_Excerpted passage_:

+++

They were all young kids

The online version

©2014, Aaron Elson

Lieutenant Jim Flowers and the battle for Hill 122

This is the story of Jim Flowers, a brash young lieutenant from Dallas whose courage and sacrifice helped turn the tide in one of the bloodiest battles of the Normandy campaign. Flowers' story, along with that of the battle for Hill 122, is taught to French schoolchildren. Yet it is virtually unknown in the United States.

Order "They were all young kids" on Amazon.com.

 Chapter 12

Jim Flowers' Part 1

    On the morning of July 3rd, 1944, the 712th Tank Battalion, being attached to the 90th Infantry Division, were making an assault toward Hill 122.

    My first platoon, Company C, 712th, had been assigned to work with the First Battalion of the 359th Infantry, part of the 90th Infantry Division. A Company was assigned to work with the 82nd Airborne.

    I’d moved my tanks up with the First Battalion of the 359 the evening before, sometime during the dark hours, on July 2nd. Sometime early in the morning the artillery shelled the area in front of us, a little preparation fire for a little town, Pretot.

    There was a – what was his name? Hamilton. Paul Hamilton. He was the battalion commander of the First Battalion of the 359. A couple of days before that, Paul Hamilton and I were planning how to make this attack in our little sector, and we had gone out and climbed up a tree so we had better observation. I’ve got better sense than that. I wouldn’t do that. But Paul Hamilton, this infantry colonel, he would. So hell, I’m not gonna let any infantry soldier outdo me at anything.

    We climbed up a tree so we had pretty good observation for quite a distance; that is, a matter of maybe three, four, five hundred yards from up in a tree. We were looking down a slight hill, down toward a creek. After the artillery had lifted, why, Colonel Hamilton took two companies and jumped off toward Pretot going down the hill and across the creek, up the other side to the village, which was oh, probably a mile in front of us. See, we’re off on the left-hand side of the road going toward it, and I couldn’t take my tanks; I couldn’t go down to the creek and cross it because the banks were too steep. If my tanks got down to that damn creek I couldn’t get ’em out. The engineers would have to come down there with bulldozers and build me a road to get out. So I had to wait.

    After Hamilton took his two companies, they hadn’t been gone very long until somebody said that Hamilton had been hit down near the creek by a treeburst. And there’s a boy named Leroy Pond from Fayetteville, Arkansas – he was a captain at that time – he took command of the battalion and they continued the attack, and I’m still waiting back in the field for the people with the mine detectors to come sweep the road and the shoulders to remove any mines that might be there.

    While I’m sitting there, I heard some tanks coming down the road, and no tanks are supposed to be coming down this road. I was, oh, 50 yards off the road, and I ran out to the road and looked, and hell, here comes a column of tanks, five tanks, and George Tarr of A Company is leading these tanks. Then he stopped, and I said, "What the hell are you doing here?"

    He was looking for where he’s supposed to go.

    "You’re supposed to go on the other side of the road," I told him. "The 82nd Airborne is over there, and you’re supposed to go through them. The 90th Infantry Division, part of them, are going to come up behind you." We were all passing through the 82nd at that time. As we’d pass through them, they’d fall back.

    Tarr said, "Well, I want to go down here."

+++

_Records shown_:
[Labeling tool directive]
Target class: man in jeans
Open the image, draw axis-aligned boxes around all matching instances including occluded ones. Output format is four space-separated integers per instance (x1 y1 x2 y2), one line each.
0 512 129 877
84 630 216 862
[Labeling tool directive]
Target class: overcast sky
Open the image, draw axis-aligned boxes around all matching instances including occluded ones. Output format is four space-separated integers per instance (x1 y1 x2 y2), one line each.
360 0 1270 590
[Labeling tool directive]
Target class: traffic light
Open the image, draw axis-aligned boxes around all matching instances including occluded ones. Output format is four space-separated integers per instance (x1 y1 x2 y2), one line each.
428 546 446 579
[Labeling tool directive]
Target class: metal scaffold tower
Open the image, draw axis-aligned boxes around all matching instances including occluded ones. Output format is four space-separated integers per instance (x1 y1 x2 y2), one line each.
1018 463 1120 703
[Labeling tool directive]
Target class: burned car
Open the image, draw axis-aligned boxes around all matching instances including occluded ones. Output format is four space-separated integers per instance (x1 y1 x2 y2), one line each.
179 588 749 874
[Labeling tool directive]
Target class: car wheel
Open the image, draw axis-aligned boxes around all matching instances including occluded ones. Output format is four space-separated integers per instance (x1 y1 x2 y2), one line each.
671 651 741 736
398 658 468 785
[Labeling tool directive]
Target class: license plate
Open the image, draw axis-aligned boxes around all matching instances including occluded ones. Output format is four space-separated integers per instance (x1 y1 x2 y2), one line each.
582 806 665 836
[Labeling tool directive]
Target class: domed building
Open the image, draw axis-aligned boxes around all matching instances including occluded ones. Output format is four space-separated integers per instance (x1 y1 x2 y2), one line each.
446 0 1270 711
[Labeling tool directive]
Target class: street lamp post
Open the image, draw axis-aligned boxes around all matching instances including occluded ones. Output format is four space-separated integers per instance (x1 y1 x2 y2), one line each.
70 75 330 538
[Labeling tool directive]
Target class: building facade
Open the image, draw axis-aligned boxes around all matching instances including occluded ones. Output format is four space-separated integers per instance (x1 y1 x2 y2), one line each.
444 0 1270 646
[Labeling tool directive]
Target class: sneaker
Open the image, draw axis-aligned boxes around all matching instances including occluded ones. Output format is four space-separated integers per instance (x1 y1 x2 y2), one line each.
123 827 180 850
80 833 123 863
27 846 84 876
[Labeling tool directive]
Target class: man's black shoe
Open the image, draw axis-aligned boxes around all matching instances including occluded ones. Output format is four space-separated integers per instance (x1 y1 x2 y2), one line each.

+++

_Exercise 1_: In the Jim Flowers excerpt, who took command of the battalion after Hamilton was hit near the creek?
_Exercise 2_: Please carry the Jim Flowers excerpt forward, starting right after Tarr says "Well, I want to go down here."
The data comes from a separate source.

_Task output 1_: Leroy Pond, a captain from Fayetteville, Arkansas.

_Task output 2_:
    The people with the mine detectors had already come by and were sweeping the road, and they got a couple of hundred yards down the road in front of us, and I had to wait until they crossed the bridge before I took my tanks out there in the open ground where they could be observed. So Tarr went on, and in a few minutes, the lieutenant that was in charge of this mine removal squad came back and told me that the lieutenant who was leading the tanks down there had stopped when he got down there even with them, and he got out of the tank and came over and was talking to him, and as he went back to his tank and was climbing up over the side of it, he must have thought of something else, and he turned around and went back to the lieutenant, and the lieutenant answered his question, and he started to climb back up on the tank, and a shell landed right behind him on the road right beside the tank, and of course that was the end of it for him.

    They dragged George over in the ditch beside the road. I can still see him, he’s over there in the ditch, leaning back, doing what George did best of all, taking a nap.

    Jule Braatz was the platoon sergeant. He got in Tarr’s tank, the lead tank, and went on down the road, and he hadn’t gone very far until he hit a mine. It blew the left track off and caved in the tank under the driver’s seat. I don’t know if anybody got killed; might have been.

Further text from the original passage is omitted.